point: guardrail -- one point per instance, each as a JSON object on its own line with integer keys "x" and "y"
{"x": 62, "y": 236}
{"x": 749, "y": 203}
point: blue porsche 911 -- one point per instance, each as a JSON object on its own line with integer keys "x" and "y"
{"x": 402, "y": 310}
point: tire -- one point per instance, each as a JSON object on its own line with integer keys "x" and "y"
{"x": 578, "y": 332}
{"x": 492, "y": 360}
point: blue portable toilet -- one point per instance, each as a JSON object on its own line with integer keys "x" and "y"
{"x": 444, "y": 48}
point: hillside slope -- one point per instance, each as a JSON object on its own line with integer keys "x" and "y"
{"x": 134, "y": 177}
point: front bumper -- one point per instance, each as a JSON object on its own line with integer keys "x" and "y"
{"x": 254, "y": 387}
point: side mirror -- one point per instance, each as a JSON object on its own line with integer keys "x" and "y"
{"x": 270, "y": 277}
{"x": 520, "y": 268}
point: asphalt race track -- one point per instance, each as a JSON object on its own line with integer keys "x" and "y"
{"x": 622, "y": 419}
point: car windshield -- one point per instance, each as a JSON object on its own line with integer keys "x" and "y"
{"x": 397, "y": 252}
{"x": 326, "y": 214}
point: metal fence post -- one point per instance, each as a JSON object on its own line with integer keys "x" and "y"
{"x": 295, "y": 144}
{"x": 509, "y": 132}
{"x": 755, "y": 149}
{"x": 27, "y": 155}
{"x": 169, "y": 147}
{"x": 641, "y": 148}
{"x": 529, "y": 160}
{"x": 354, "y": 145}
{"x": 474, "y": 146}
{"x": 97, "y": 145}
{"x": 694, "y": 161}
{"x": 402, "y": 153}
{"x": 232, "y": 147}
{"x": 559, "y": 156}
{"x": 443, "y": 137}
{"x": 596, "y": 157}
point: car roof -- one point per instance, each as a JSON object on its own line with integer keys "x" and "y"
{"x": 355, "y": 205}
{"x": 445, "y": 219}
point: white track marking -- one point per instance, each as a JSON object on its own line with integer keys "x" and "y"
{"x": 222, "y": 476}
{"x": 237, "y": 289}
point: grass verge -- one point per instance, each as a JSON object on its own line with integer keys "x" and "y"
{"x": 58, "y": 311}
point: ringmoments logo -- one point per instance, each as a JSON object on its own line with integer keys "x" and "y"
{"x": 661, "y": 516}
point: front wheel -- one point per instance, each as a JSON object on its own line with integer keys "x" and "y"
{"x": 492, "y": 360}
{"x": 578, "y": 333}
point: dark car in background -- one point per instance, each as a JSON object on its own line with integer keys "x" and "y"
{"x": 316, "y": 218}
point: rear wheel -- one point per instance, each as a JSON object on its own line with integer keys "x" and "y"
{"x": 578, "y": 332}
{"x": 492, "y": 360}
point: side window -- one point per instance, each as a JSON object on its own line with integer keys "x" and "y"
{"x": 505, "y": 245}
───
◆ EXERCISE REQUIREMENTS
Recast the records above, from the line with "point: grass verge" through the end of the records, as a Markdown table. Use the columns Row and Line text, giving each nonblank line its own numbered row.

◆ REPLY
| Row | Line text |
|---|---|
| 1 | point: grass verge -- one point per instance, each as a JSON object on its own line with integer keys "x" and "y" |
| 2 | {"x": 58, "y": 311} |
| 3 | point: ringmoments logo -- one point per instance, each as a JSON object on its own line with integer keys "x" and "y" |
| 4 | {"x": 661, "y": 516} |
| 5 | point: front wheel -- one point per instance, each as a JSON object on its own line with integer keys "x" and "y" |
| 6 | {"x": 492, "y": 360} |
| 7 | {"x": 578, "y": 333} |
| 8 | point: dark car in background -- one point per instance, each as a JSON object on its own line with integer keys "x" and "y" |
| 9 | {"x": 316, "y": 218} |
| 10 | point: rear wheel -- one point per instance, each as a JSON object on its own line with integer keys "x" and "y" |
| 11 | {"x": 578, "y": 332} |
| 12 | {"x": 492, "y": 360} |
| 13 | point: side window -- one point per instance, each as a JSON object on its own line with integer keys "x" and "y" |
| 14 | {"x": 505, "y": 245} |